Work instruction:
Every record below is to be restated verbatim, though its images are not.

Point-per-instance localization data:
------------------------------------------------------------

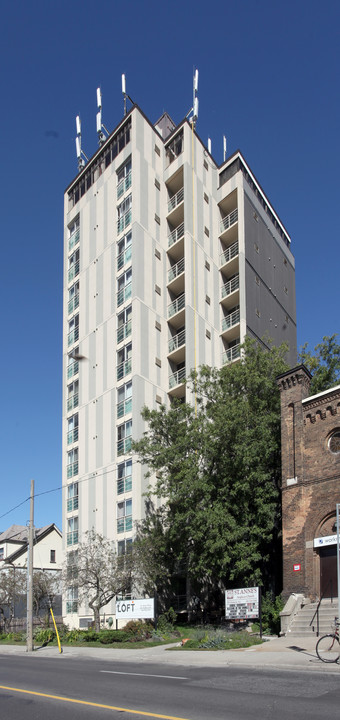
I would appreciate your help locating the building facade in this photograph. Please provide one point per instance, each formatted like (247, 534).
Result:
(169, 262)
(310, 430)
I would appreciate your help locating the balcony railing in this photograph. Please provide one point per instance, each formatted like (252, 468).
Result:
(124, 294)
(74, 239)
(72, 401)
(124, 407)
(73, 336)
(124, 484)
(231, 354)
(124, 331)
(123, 369)
(177, 341)
(231, 320)
(229, 253)
(72, 469)
(124, 221)
(72, 504)
(73, 303)
(176, 270)
(72, 369)
(72, 537)
(177, 378)
(176, 234)
(124, 257)
(72, 436)
(230, 286)
(228, 220)
(123, 185)
(175, 200)
(124, 445)
(73, 271)
(176, 305)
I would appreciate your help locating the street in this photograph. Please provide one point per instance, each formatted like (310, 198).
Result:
(90, 688)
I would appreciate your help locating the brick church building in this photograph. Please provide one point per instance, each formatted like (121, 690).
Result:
(310, 433)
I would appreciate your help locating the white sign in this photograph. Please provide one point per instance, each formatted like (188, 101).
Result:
(327, 540)
(242, 603)
(135, 609)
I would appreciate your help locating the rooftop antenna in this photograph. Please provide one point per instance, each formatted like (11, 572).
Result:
(80, 153)
(100, 126)
(194, 109)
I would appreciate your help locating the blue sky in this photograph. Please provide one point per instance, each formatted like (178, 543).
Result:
(268, 79)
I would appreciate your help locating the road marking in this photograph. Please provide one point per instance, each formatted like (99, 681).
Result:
(117, 672)
(85, 702)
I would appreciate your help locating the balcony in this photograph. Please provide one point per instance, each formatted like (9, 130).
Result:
(123, 185)
(124, 331)
(228, 221)
(124, 445)
(124, 257)
(124, 524)
(73, 336)
(72, 436)
(124, 294)
(74, 239)
(124, 221)
(176, 311)
(72, 504)
(229, 292)
(231, 354)
(124, 407)
(124, 368)
(72, 469)
(72, 401)
(72, 537)
(73, 271)
(73, 303)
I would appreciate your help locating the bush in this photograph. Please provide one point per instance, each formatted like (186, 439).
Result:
(138, 630)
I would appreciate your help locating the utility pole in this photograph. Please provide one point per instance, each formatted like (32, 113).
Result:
(30, 574)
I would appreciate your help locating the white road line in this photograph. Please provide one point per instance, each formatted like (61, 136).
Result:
(170, 677)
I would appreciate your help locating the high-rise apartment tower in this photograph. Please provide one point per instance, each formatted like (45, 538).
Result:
(169, 262)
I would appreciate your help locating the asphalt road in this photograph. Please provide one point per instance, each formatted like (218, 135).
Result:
(79, 688)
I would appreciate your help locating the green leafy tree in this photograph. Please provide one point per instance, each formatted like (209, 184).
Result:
(217, 474)
(323, 363)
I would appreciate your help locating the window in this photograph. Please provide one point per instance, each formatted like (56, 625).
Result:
(124, 516)
(72, 463)
(123, 178)
(72, 429)
(124, 250)
(124, 285)
(124, 361)
(124, 324)
(72, 497)
(124, 437)
(124, 214)
(124, 477)
(72, 531)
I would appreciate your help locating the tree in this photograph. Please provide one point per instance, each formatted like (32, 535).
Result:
(98, 573)
(324, 363)
(218, 473)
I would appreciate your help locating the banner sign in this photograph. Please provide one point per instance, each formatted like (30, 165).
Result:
(242, 604)
(137, 609)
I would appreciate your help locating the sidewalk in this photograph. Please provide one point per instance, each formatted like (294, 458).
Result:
(277, 653)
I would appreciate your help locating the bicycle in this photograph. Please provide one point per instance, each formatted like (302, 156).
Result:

------------------------------------------------------------

Written answer:
I would appreciate your help locating the building facade in this photograph. Please provide one point per instance, each formatted like (247, 534).
Result:
(169, 262)
(310, 430)
I would appreciate your help locating the balcony railing in this photograph. Please provide one point per instance, each formatted like (252, 468).
Result:
(124, 294)
(74, 239)
(72, 401)
(124, 407)
(73, 336)
(124, 484)
(231, 354)
(124, 331)
(123, 369)
(177, 341)
(231, 320)
(229, 253)
(72, 469)
(124, 221)
(72, 504)
(73, 303)
(176, 270)
(72, 369)
(72, 537)
(177, 378)
(176, 234)
(124, 257)
(72, 436)
(230, 286)
(228, 220)
(123, 185)
(175, 200)
(124, 445)
(73, 271)
(176, 305)
I would appreciate your help locating the street in this photograph. Please provide one point per instance, each formatted like (310, 198).
Result:
(90, 688)
I would appreciate your help locating the brick church building in this photograph. Please provide one point per instance, each formatted like (121, 690).
Result:
(310, 433)
I would appreciate your help locating the white sign in this photograph. Please provide one point per instance, each formatted like (188, 101).
Result:
(327, 540)
(242, 603)
(135, 609)
I would appreciate your help locating the rooftop antenna in this photograph. Please provide one point per instance, each formatted like (11, 572).
Result:
(80, 153)
(100, 126)
(194, 109)
I would appreciate your help locating the blue sky in this photograph. Please provide one point per instance, each formatted like (178, 543).
Result:
(268, 79)
I would appreciate your help locating the road marking in this photograph. Please provide one point per instance, each formatted like (99, 681).
Result:
(117, 672)
(85, 702)
I would appreciate your help locating the balcony in this photograph. Please provide one point per instance, each formatted like (9, 130).
Result:
(123, 185)
(124, 331)
(228, 221)
(124, 445)
(124, 257)
(124, 524)
(73, 336)
(72, 436)
(124, 294)
(74, 239)
(124, 221)
(176, 311)
(72, 504)
(229, 292)
(231, 354)
(124, 407)
(124, 368)
(72, 469)
(72, 401)
(72, 537)
(73, 271)
(73, 303)
I would appreciate your help locating the bush in this photograph. Please provide one point per instance, each formatted like (186, 439).
Result:
(138, 630)
I would appreciate your help locating the utility pole in this photograph. Please provide one point per instance, each formatted like (32, 113).
Result:
(30, 574)
I would appreciate your help locating the white road line in this photograph. Please provide one point per instance, each formatted like (61, 136).
Result:
(170, 677)
I would appreciate your help locating the high-rise apartment tower in this photograph. Please provide one point per instance, each formatted like (45, 538).
Result:
(169, 262)
I would appreciate your help locating the asphalt road in this photograph. Please provide one point per instance, each formatted like (218, 135).
Result:
(79, 688)
I would appreciate your help locating the green leafy tree in this photograph. Please provide one point per instance, each formatted like (209, 184).
Result:
(217, 474)
(323, 363)
I would appreciate your help locating the window in this photograph. Please provide one point per instance, each formatted like (56, 625).
Result:
(124, 516)
(72, 463)
(123, 178)
(72, 429)
(124, 250)
(124, 285)
(124, 361)
(124, 324)
(72, 497)
(124, 437)
(124, 214)
(124, 477)
(72, 531)
I would appreciate your help locating the tree in this photograph. Please provide one point per instance, each formatted like (32, 535).
Result:
(98, 573)
(324, 363)
(218, 473)
I would appreciate your help locating the banner sign in this photograph. Please provide one point per instance, each formatted like (30, 165).
Result:
(242, 604)
(137, 609)
I would appreciate your help locating the sidewalk in this photograph. Please provide one point per instance, each formatted like (294, 458).
Result:
(277, 653)
I would appreciate your help locating the bicycle in this photograph. Please provide one point per instance, each formatted like (302, 156).
Result:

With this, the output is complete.